▸ Task description: Report how many lines in the entries below contain the word "yellow", treating uppercase and lowercase as different, and give only the number.

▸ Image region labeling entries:

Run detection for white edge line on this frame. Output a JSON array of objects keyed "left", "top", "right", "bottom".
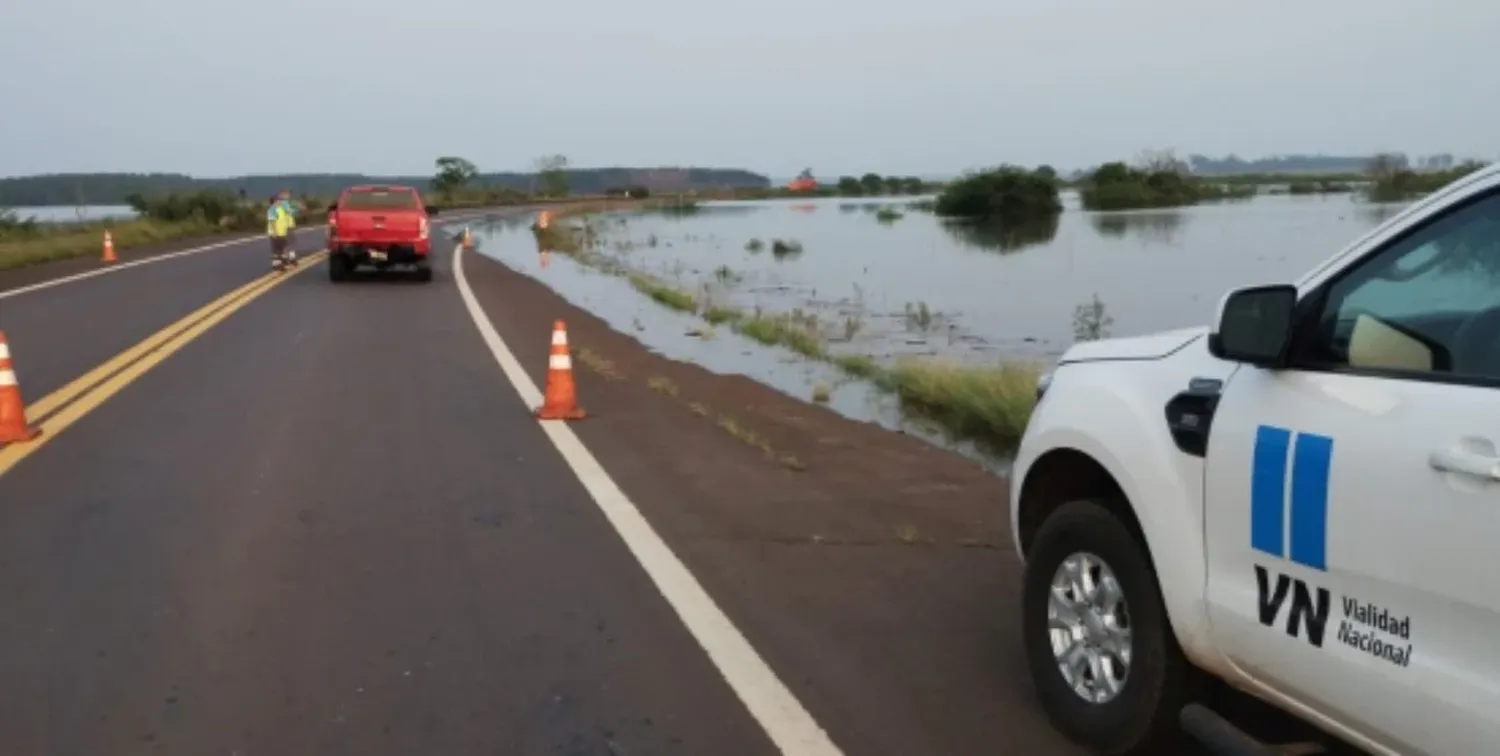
[
  {"left": 0, "top": 213, "right": 483, "bottom": 300},
  {"left": 453, "top": 246, "right": 843, "bottom": 756}
]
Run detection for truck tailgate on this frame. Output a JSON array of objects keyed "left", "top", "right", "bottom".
[{"left": 338, "top": 210, "right": 423, "bottom": 245}]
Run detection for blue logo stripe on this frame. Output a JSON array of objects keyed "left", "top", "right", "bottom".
[
  {"left": 1292, "top": 434, "right": 1334, "bottom": 572},
  {"left": 1250, "top": 426, "right": 1292, "bottom": 558}
]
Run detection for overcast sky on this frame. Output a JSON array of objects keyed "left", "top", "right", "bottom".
[{"left": 0, "top": 0, "right": 1500, "bottom": 177}]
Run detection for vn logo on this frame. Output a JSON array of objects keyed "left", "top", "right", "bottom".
[{"left": 1250, "top": 426, "right": 1334, "bottom": 648}]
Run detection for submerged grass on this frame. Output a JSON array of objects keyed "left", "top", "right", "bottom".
[
  {"left": 630, "top": 273, "right": 698, "bottom": 312},
  {"left": 734, "top": 315, "right": 824, "bottom": 357},
  {"left": 879, "top": 360, "right": 1041, "bottom": 446},
  {"left": 539, "top": 202, "right": 1041, "bottom": 456}
]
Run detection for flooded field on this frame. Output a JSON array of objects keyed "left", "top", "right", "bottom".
[{"left": 473, "top": 195, "right": 1400, "bottom": 468}]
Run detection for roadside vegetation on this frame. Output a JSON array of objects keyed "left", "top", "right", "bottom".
[
  {"left": 933, "top": 165, "right": 1062, "bottom": 224},
  {"left": 1367, "top": 153, "right": 1485, "bottom": 203},
  {"left": 533, "top": 213, "right": 1050, "bottom": 449},
  {"left": 1287, "top": 179, "right": 1355, "bottom": 195},
  {"left": 1079, "top": 150, "right": 1257, "bottom": 210},
  {"left": 0, "top": 189, "right": 316, "bottom": 270}
]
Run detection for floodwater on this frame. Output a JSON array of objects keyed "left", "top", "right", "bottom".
[
  {"left": 564, "top": 194, "right": 1403, "bottom": 362},
  {"left": 0, "top": 206, "right": 135, "bottom": 224},
  {"left": 473, "top": 194, "right": 1403, "bottom": 471}
]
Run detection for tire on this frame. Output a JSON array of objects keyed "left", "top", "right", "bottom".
[
  {"left": 329, "top": 254, "right": 354, "bottom": 282},
  {"left": 1022, "top": 500, "right": 1197, "bottom": 756}
]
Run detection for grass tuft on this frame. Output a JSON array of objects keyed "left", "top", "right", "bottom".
[{"left": 881, "top": 360, "right": 1041, "bottom": 446}]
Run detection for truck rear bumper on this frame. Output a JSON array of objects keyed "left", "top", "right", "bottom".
[{"left": 329, "top": 240, "right": 432, "bottom": 266}]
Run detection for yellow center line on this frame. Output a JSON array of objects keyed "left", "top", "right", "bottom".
[{"left": 0, "top": 252, "right": 326, "bottom": 476}]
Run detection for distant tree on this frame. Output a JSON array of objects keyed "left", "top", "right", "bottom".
[
  {"left": 1365, "top": 153, "right": 1407, "bottom": 182},
  {"left": 536, "top": 155, "right": 569, "bottom": 197},
  {"left": 432, "top": 158, "right": 479, "bottom": 198},
  {"left": 1136, "top": 150, "right": 1193, "bottom": 174}
]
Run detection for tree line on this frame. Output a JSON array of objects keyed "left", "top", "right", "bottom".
[
  {"left": 0, "top": 164, "right": 771, "bottom": 207},
  {"left": 834, "top": 173, "right": 930, "bottom": 197}
]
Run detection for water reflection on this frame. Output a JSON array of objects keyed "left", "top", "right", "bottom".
[
  {"left": 1089, "top": 210, "right": 1188, "bottom": 245},
  {"left": 942, "top": 215, "right": 1061, "bottom": 252},
  {"left": 1359, "top": 203, "right": 1410, "bottom": 225}
]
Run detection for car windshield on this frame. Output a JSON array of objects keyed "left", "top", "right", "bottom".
[{"left": 341, "top": 189, "right": 422, "bottom": 210}]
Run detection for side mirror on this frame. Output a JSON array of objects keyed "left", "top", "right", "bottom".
[{"left": 1209, "top": 284, "right": 1298, "bottom": 368}]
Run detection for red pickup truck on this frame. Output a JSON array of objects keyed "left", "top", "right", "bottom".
[{"left": 329, "top": 186, "right": 438, "bottom": 281}]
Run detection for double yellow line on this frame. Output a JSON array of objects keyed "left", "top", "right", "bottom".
[{"left": 0, "top": 252, "right": 327, "bottom": 476}]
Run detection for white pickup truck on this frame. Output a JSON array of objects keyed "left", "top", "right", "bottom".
[{"left": 1011, "top": 167, "right": 1500, "bottom": 755}]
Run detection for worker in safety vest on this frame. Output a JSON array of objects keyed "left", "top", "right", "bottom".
[{"left": 266, "top": 189, "right": 297, "bottom": 269}]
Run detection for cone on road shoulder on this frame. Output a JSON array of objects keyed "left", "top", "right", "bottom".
[
  {"left": 537, "top": 321, "right": 584, "bottom": 420},
  {"left": 0, "top": 332, "right": 42, "bottom": 447}
]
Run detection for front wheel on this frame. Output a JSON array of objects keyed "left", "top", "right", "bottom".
[{"left": 1022, "top": 501, "right": 1194, "bottom": 756}]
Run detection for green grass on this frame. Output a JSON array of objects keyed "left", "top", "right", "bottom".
[
  {"left": 630, "top": 273, "right": 698, "bottom": 312},
  {"left": 528, "top": 199, "right": 1041, "bottom": 449},
  {"left": 879, "top": 360, "right": 1041, "bottom": 446},
  {"left": 0, "top": 221, "right": 225, "bottom": 270},
  {"left": 833, "top": 354, "right": 881, "bottom": 378},
  {"left": 734, "top": 315, "right": 824, "bottom": 357},
  {"left": 704, "top": 305, "right": 744, "bottom": 326}
]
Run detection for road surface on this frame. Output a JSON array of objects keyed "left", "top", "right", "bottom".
[{"left": 0, "top": 219, "right": 1332, "bottom": 756}]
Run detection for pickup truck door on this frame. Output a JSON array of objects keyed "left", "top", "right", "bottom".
[{"left": 1205, "top": 187, "right": 1500, "bottom": 753}]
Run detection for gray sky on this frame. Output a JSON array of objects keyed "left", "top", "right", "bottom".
[{"left": 0, "top": 0, "right": 1500, "bottom": 177}]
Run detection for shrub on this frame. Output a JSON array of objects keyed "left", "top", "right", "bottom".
[{"left": 935, "top": 165, "right": 1062, "bottom": 222}]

▸ Solution for this problem: 2